> _Exercises_
**A.** In the article on Kochi's Jew Street, which project is described as dragging on with no completion in sight?
**B.** Rewrite the passage of the Jew Street article from "Express News Service" up to and including "completion in sight.", putting "renovation project" in place of "rejuvenation project".
**C.** Resume the news article about Kochi's Jew Street, writing on from its final sentence.
(Reading text)
Kochi's Jew Street getting nowhere

Life seems to be dealing blow after blow to the traders at Mattanchery’s famous Jew Street.

Published: 13th August 2021 07:17 AM  |   Last Updated: 13th August 2021 07:17 AM   |  A+A-

Scenes from the Jew Street in Kochi | Express

Express News Service

KOCHI: Traders in Mattanchery are struggling to eke a living since 2020 as the pandemic nearly shut down the tourism industry. Now, even as tourism spots are opening up, those at Jew Street, one of the oldest tourism centres in the city, bears a forlorn look with the rejuvenation project dragging on with no completion in sight

Life seems to be dealing blow after blow to the traders at Mattanchery’s famous Jew Street. Ever since the Covid pandemic brought the tourism industry to a screeching halt last year, traders have been finding it difficult to eke out a living. But now, even as the tourism scene in Kochi prepares for a revival, the rejuvenation project for the Jew Street — one of the oldest tourism centres in the city — drags on with no completion in sight.
(End Reading text)
(Stored data)
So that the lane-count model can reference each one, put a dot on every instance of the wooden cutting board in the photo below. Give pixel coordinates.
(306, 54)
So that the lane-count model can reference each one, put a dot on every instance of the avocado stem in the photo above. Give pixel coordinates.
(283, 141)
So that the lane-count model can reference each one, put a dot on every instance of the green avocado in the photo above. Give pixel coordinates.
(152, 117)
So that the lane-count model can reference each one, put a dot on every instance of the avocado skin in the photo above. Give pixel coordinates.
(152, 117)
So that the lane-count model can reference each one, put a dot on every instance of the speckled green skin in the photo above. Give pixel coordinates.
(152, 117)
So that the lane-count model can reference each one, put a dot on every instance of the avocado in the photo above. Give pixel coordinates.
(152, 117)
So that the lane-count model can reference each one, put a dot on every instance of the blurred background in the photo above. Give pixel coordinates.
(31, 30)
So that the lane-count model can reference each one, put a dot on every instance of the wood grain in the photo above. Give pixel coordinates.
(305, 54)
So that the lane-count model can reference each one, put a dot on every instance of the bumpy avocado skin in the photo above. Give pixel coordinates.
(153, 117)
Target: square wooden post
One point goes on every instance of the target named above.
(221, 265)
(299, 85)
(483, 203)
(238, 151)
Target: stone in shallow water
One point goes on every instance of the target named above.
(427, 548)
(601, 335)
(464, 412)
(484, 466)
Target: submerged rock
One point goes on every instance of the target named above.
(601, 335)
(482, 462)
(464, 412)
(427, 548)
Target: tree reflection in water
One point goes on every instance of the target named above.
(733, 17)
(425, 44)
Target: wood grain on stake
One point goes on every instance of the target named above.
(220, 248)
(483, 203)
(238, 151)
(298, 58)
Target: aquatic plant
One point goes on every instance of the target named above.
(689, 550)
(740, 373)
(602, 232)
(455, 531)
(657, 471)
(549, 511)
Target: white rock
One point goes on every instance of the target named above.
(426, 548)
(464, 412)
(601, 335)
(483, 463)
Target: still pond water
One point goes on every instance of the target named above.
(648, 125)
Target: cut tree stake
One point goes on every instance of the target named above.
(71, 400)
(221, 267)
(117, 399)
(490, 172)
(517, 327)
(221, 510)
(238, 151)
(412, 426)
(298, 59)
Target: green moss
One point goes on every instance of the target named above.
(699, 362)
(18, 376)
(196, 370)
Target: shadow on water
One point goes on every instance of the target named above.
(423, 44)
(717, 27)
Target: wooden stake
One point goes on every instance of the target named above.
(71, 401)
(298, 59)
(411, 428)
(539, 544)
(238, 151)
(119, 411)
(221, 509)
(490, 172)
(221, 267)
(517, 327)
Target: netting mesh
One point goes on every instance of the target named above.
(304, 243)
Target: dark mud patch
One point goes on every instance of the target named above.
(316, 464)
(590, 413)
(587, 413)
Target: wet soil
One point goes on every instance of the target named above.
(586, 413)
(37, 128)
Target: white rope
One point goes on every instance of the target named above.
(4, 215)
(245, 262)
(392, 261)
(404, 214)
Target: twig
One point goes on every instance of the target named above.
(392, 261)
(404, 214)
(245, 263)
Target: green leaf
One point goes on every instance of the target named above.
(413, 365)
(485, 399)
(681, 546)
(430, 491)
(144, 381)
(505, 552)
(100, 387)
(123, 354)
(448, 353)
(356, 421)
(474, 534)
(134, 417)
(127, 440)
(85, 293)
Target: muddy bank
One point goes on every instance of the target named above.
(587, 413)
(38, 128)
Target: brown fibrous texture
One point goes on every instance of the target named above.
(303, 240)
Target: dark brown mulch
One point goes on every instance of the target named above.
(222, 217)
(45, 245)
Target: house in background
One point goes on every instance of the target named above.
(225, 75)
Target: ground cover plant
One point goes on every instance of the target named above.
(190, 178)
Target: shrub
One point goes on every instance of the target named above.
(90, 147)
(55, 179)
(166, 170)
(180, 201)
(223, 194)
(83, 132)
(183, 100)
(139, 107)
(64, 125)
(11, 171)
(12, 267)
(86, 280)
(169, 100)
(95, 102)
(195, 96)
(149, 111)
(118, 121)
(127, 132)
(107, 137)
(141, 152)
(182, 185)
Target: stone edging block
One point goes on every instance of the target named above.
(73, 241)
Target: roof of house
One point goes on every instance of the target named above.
(End Stored data)
> _Answers to the exercises_
**A.** The rejuvenation project for the Jew Street.

**B.**
Express News Service

KOCHI: Traders in Mattanchery are struggling to eke a living since 2020 as the pandemic nearly shut down the tourism industry. Now, even as tourism spots are opening up, those at Jew Street, one of the oldest tourism centres in the city, bears a forlorn look with the renovation project dragging on with no completion in sight

Life seems to be dealing blow after blow to the traders at Mattanchery’s famous Jew Street. Ever since the Covid pandemic brought the tourism industry to a screeching halt last year, traders have been finding it difficult to eke out a living. But now, even as the tourism scene in Kochi prepares for a revival, the renovation project for the Jew Street — one of the oldest tourism centres in the city — drags on with no completion in sight.

**C.**
The traders here, a majority of whom Kashmiris are disappointed with the lag in the work, which was undertaken as part of the Smart City project.“The authorities concerned had ample time to finish the project. But six months since initiation, they haven’t even begun the work,” said Junaid Sulaiman, a handicraft trader at Jew Street and secretary of Kerala Handicraft Welfare Association. According to him, traders are worried that the contractors are waiting for tourists to arrive to kick off the project. 

“The traders here have not been feeling lucky for a while. So, when the state government and even the district tourism department announced the revival of the tourism industry, we were getting hopeful of breaking the circle of despair. But now we fear that all will be in vain,” he added.The Kashmiri traders, who left for their homes after their businesses came to a halt in the wake of the lockdown, are preparing to come back hoping for the best, said Junaid. But the present situation is despairing, he said.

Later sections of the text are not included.